Named object pointing entries:
[Start]

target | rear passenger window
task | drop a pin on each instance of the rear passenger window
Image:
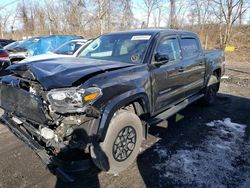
(189, 47)
(170, 47)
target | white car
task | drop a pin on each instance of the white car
(69, 49)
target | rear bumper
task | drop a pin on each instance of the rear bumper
(61, 168)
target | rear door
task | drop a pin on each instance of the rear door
(193, 64)
(167, 79)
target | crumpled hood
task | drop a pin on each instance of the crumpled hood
(63, 72)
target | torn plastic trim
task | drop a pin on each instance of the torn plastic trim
(62, 168)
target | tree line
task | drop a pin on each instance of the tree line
(212, 19)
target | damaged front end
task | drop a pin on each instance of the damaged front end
(59, 125)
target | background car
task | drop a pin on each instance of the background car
(36, 46)
(69, 49)
(4, 62)
(4, 42)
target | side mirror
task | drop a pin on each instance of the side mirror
(161, 59)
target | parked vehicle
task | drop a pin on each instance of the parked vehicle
(4, 42)
(101, 104)
(4, 62)
(69, 49)
(13, 45)
(36, 46)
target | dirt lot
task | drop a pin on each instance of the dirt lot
(205, 147)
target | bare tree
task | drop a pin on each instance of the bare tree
(172, 15)
(150, 6)
(228, 11)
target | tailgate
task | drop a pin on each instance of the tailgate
(20, 102)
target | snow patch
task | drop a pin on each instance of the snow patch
(211, 163)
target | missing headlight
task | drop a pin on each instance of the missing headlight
(72, 100)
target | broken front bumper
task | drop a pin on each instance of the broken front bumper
(59, 167)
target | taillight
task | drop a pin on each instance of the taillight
(4, 54)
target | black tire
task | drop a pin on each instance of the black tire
(121, 145)
(210, 94)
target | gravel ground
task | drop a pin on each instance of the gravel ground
(202, 147)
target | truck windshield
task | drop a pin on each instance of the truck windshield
(125, 48)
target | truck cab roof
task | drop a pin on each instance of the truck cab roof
(153, 32)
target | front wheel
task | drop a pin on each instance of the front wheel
(122, 143)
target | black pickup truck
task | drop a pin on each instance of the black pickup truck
(99, 106)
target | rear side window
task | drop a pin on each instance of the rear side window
(189, 47)
(169, 46)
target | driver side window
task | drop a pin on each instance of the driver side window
(170, 47)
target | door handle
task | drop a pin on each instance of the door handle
(181, 69)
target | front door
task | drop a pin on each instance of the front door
(167, 79)
(194, 65)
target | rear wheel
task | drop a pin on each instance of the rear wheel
(122, 143)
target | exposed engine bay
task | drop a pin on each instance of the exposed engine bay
(59, 120)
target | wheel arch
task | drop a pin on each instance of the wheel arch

[End]

[Work to be completed]: Return every one of the records above word for word, with the pictures left out.

[Task answer]:
target | rear passenger window
task | drop a pin on each instance of the rear passenger window
Image:
(189, 47)
(170, 47)
target | white car
task | drop a pin on each instance of the white car
(69, 49)
target | rear bumper
task | drop a pin on each instance of the rear bumper
(61, 168)
target | rear door
task | drop a pin on each instance of the rear door
(193, 64)
(167, 79)
target | crumpled hood
task | drop a pin on each instance of the crumpled hood
(63, 72)
target | torn plastic trim
task | drop a pin on each instance of the torn plastic trim
(62, 168)
target | tree line
task | drop a pin on each instance of the tree line
(212, 19)
target | damaged front end
task | drop a pin on each instance of the damaged front end
(59, 125)
target | background car
task | drop a pin on each instance of the background car
(36, 46)
(69, 49)
(4, 62)
(4, 42)
target | side mirror
task | drop a pin on each instance of the side mirror
(161, 59)
target | parked vehicle
task | drop a pin on each instance of the parked vehicle
(4, 42)
(101, 104)
(4, 62)
(69, 49)
(13, 45)
(36, 46)
target | dirt lot
task | drop a pin on each instance of the dirt lot
(205, 147)
target | bare tree
task | drop a pin on each instance of the bare tree
(172, 15)
(150, 6)
(228, 11)
target | tailgate
task | drop a pin on each instance of the tailgate
(20, 102)
target | snow patch
task | drop a pin on each instance of the snow patch
(211, 163)
target | missing headlight
task | drop a pin on each instance of the missing headlight
(72, 100)
target | broken front bumper
task | drop a pin on each instance of the broken front bumper
(59, 167)
target | taillight
task | drop a pin on each instance of the taillight
(4, 54)
target | black tire
task | drop a pin on each instance of the black tire
(121, 145)
(210, 94)
target | gravel ground
task | drop a pin on each instance of the gravel ground
(202, 147)
target | truck windshield
task | drop a pin on each instance of the truck windshield
(125, 48)
target | truck cab roof
task | drop a pin on each instance of the truck cab roof
(153, 32)
target | front wheel
task | drop a pin on each instance of the front wheel
(122, 143)
target | black pickup truck
task | drop a pin on each instance of the black pickup truck
(99, 106)
target | rear side window
task | drop a pin on each instance of the rear side window
(189, 47)
(169, 46)
target | driver side window
task | drop a pin on each instance of the driver side window
(170, 47)
target | door handle
task | drop a pin on each instance of the door handle
(181, 69)
target | front door
task | drop a pin on each instance of the front door
(167, 79)
(194, 65)
target | rear wheel
task | drop a pin on each instance of the rear wheel
(122, 143)
target | exposed engine bay
task | drop a pin on each instance of the exposed engine bay
(59, 120)
target | wheel arch
task | drop a pin on each instance of the wheel arch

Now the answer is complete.